## begin
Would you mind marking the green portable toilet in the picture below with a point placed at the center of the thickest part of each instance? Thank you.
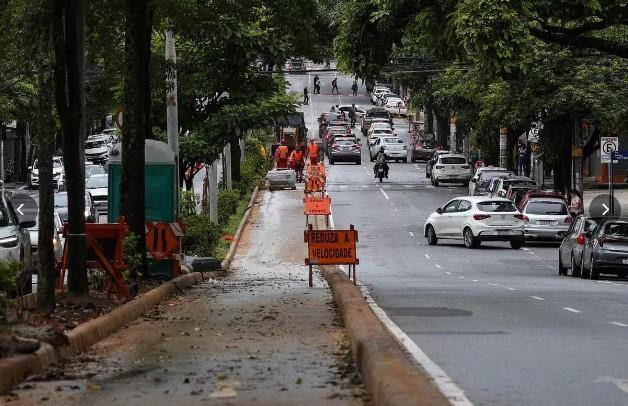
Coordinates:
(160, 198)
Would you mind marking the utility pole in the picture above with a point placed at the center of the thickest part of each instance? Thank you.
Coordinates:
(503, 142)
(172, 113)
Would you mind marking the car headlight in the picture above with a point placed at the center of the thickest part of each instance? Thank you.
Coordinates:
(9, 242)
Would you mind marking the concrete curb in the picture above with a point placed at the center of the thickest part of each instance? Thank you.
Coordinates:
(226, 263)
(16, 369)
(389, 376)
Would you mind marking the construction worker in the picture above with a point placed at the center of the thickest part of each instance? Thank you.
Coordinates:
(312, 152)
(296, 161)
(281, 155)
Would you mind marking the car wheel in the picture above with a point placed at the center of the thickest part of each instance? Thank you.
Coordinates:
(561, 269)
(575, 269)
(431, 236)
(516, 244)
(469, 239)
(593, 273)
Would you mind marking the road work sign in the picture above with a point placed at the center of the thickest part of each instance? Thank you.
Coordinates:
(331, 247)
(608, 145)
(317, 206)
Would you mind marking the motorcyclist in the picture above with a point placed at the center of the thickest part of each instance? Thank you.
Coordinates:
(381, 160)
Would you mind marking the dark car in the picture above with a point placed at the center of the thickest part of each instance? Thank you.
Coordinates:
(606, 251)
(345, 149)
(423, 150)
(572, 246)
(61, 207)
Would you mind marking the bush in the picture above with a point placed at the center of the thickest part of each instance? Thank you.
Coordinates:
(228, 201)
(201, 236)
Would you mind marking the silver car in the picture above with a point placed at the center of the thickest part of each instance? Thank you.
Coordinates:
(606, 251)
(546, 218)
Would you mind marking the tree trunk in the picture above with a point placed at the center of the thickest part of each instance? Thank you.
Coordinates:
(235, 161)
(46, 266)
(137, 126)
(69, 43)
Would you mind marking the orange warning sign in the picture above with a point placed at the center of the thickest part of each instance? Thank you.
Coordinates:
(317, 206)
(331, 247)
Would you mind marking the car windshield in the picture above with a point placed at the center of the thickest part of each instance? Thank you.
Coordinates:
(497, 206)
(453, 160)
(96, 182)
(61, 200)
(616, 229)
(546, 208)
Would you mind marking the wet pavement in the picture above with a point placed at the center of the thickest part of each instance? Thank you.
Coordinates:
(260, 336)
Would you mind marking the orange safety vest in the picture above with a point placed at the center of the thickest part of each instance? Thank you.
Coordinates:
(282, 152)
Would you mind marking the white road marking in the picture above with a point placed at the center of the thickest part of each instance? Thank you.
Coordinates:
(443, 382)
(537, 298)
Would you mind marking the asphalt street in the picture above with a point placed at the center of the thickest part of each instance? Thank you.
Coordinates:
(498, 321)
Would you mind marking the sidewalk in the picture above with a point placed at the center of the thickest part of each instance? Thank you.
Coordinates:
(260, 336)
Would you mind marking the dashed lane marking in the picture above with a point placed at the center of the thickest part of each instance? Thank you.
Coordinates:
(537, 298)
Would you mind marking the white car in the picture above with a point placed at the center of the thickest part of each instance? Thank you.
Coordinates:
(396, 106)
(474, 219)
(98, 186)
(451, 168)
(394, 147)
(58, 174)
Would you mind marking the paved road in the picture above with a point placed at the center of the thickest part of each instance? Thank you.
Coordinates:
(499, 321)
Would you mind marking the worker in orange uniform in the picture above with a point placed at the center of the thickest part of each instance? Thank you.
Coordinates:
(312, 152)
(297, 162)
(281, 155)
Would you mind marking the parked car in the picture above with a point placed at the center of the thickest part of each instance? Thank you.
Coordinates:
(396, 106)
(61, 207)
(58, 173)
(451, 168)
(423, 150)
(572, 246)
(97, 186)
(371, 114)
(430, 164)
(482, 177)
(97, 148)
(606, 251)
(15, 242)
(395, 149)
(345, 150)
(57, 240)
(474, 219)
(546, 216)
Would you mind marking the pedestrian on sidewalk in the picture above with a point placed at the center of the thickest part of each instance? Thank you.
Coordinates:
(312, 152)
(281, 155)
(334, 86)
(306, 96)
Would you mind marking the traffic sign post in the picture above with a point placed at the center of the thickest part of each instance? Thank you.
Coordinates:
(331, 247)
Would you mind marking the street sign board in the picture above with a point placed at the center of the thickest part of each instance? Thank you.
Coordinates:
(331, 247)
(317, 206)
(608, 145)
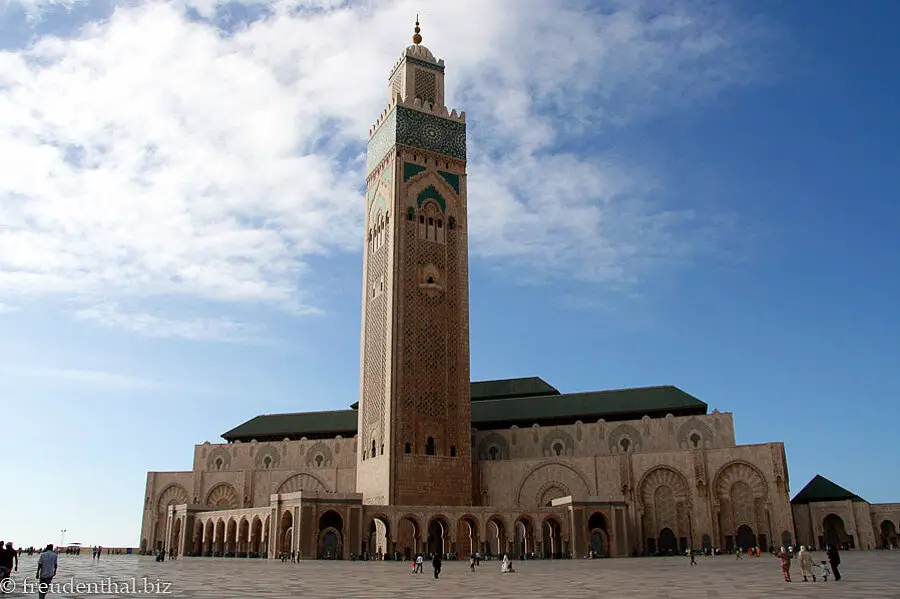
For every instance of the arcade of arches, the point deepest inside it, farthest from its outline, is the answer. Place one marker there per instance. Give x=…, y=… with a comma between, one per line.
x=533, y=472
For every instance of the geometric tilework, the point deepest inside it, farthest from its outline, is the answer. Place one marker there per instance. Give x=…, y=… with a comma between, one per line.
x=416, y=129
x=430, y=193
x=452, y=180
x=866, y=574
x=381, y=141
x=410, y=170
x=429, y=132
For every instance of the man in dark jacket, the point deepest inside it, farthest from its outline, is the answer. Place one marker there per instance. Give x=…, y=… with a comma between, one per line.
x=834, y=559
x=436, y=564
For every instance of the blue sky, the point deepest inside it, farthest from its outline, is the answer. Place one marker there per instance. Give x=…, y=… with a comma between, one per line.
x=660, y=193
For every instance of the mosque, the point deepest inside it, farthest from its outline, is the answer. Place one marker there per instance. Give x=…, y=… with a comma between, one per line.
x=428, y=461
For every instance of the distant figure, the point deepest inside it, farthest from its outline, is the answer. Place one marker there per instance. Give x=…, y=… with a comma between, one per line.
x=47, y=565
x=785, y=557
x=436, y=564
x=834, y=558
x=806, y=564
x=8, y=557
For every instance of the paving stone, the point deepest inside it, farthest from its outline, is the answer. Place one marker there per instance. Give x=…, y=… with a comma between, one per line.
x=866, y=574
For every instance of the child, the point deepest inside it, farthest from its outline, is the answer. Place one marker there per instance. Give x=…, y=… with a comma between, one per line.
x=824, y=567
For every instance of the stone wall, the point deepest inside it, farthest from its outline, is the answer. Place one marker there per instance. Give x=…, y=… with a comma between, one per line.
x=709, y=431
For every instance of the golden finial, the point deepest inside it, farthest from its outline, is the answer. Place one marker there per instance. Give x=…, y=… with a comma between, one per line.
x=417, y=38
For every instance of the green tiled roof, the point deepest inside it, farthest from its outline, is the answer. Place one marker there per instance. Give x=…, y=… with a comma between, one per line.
## end
Copy out the lines from the one containing "For every instance of the child, the" through the one containing "x=824, y=567", both included, reproducing them verbatim.

For every instance of the child, the point deepest inside it, farthest from its outline, is the answer. Place one marker there per instance. Give x=…, y=… with a comma between, one per line.
x=824, y=567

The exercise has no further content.